Each entry needs to be restated exactly as written.
# start of Records for processing
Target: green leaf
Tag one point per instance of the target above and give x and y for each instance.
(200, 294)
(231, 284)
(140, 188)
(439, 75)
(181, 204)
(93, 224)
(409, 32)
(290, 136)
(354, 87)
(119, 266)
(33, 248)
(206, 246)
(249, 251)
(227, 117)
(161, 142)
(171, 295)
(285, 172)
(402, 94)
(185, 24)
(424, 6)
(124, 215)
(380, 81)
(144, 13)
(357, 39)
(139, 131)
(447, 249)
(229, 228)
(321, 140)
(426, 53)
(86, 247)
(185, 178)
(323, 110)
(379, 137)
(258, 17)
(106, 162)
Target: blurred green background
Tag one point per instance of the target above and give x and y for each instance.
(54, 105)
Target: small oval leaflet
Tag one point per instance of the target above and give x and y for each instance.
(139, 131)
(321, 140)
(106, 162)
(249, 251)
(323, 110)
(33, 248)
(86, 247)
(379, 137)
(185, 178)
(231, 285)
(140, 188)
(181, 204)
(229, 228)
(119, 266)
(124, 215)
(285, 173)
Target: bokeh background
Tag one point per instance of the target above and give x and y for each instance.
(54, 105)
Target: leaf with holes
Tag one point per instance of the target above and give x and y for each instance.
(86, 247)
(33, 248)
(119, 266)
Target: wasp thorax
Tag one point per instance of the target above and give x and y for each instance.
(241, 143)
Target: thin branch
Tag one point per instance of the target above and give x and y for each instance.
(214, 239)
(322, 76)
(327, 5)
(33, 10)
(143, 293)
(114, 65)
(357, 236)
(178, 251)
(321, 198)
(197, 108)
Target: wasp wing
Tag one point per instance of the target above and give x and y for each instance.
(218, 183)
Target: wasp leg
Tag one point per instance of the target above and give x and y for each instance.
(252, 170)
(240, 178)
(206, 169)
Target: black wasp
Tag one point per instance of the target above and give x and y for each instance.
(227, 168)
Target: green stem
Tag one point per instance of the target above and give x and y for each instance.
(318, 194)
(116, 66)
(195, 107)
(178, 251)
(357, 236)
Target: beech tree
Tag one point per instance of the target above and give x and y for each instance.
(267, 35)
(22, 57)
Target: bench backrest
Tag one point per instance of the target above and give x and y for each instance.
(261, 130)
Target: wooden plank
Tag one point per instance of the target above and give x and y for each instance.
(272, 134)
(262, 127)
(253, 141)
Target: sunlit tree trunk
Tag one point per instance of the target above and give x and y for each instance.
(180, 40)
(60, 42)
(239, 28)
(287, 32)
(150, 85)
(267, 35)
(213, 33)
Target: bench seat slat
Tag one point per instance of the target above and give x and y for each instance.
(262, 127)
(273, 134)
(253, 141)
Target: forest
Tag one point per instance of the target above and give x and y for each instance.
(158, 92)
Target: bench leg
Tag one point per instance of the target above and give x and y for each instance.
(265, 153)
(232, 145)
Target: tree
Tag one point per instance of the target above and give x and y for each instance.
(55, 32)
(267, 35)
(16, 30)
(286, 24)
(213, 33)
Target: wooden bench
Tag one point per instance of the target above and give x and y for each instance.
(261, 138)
# end of Records for processing
▸ The reply:
Target: green leaf
Tag one point per instance of the target above and give x and y for each instance.
(200, 294)
(231, 284)
(140, 188)
(439, 75)
(181, 204)
(93, 224)
(409, 32)
(290, 136)
(354, 87)
(119, 266)
(33, 248)
(206, 246)
(249, 251)
(227, 117)
(161, 142)
(171, 295)
(285, 172)
(402, 94)
(185, 24)
(424, 6)
(124, 215)
(380, 81)
(144, 13)
(357, 39)
(139, 131)
(447, 249)
(229, 228)
(321, 140)
(426, 53)
(86, 247)
(185, 178)
(323, 110)
(379, 137)
(258, 17)
(106, 162)
Target: blurred green background
Tag one point per instance of the target above and give x and y for each instance.
(54, 105)
Target: small oval leaflet
Tag one point per instance of the target above and give x and y for each instance.
(139, 131)
(321, 140)
(106, 162)
(249, 251)
(323, 110)
(33, 248)
(86, 247)
(379, 137)
(185, 178)
(231, 285)
(140, 188)
(181, 204)
(229, 228)
(119, 266)
(124, 215)
(285, 173)
Target: bokeh background
Tag one point per instance of the target above and give x and y for each instance.
(54, 105)
Target: leaf with holes
Tag one point per instance of the target above and give x and y for each instance.
(86, 247)
(33, 248)
(119, 266)
Target: wasp thorax
Tag one point per instance of the target above and give x and y for each instance.
(241, 143)
Target: thin branch
Tag one point per instance of the target above and give x and y for each instance.
(214, 239)
(322, 76)
(327, 5)
(33, 10)
(143, 293)
(114, 65)
(357, 236)
(178, 251)
(321, 198)
(197, 108)
Target: wasp wing
Tag one point per instance of the target above and give x and y for each instance.
(218, 183)
Target: wasp leg
Tag one point per instance of the target above and give x and y for each instance.
(252, 170)
(240, 178)
(206, 169)
Target: black wasp
Tag one point per instance of the target above and give x and y for each instance.
(227, 168)
Target: green stem
Tag one point per instance of the target above and give x and y for each instance.
(318, 194)
(116, 66)
(195, 107)
(178, 251)
(357, 236)
Target: beech tree
Tag one point per instance of the target above and give x and y for each instance.
(267, 35)
(22, 57)
Target: bench backrest
Tag one point per instance of the target above and give x and y for each instance.
(261, 130)
Target: wooden plank
Tag one point per instance of the target above and give x and y for each instance.
(272, 134)
(262, 127)
(253, 141)
Target: sunlit tree trunk
Tag one point per instance of the target above and give x and y for each instance.
(180, 40)
(60, 42)
(239, 28)
(287, 32)
(150, 85)
(267, 35)
(213, 33)
Target: bench seat slat
Tag one point per instance of the target above and give x and y for each instance.
(262, 127)
(273, 134)
(253, 141)
Target: forest
Tag one point per instance of the target above and give x and y for each instance.
(158, 92)
Target: bench leg
Tag one point per instance of the target above and give x and y for each instance.
(265, 153)
(232, 145)
Target: tree
Tag one point per instance of the target above and give x and y for each instance.
(55, 32)
(267, 35)
(16, 30)
(286, 24)
(213, 33)
Target: wooden bench
Tag one point per instance of the target above and give x and y for each instance.
(261, 138)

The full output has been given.